◆ GIVEN EXERCISE ◆
Count the lines in the items below that contain the string "point", treating uppercase and lowercase as different, and reply with only the number.

# start of PROVIDED DATA

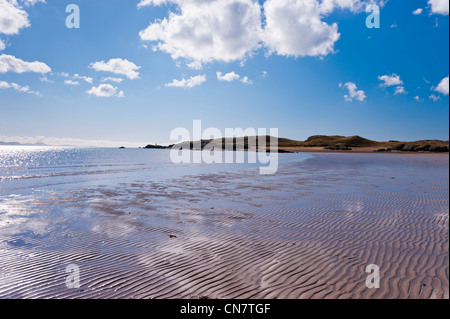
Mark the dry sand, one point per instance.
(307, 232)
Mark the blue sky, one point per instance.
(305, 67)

# end of PROVIDED DATA
# start of PROVIDED DATA

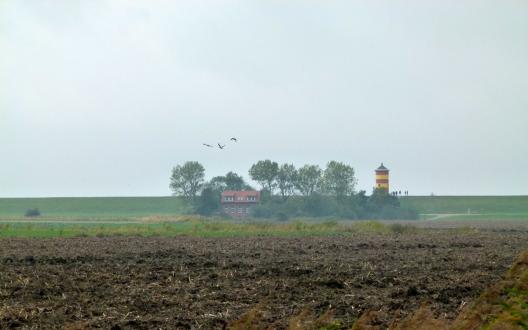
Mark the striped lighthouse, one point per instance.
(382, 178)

# end of PROVIDED DATA

◆ ANSWER ◆
3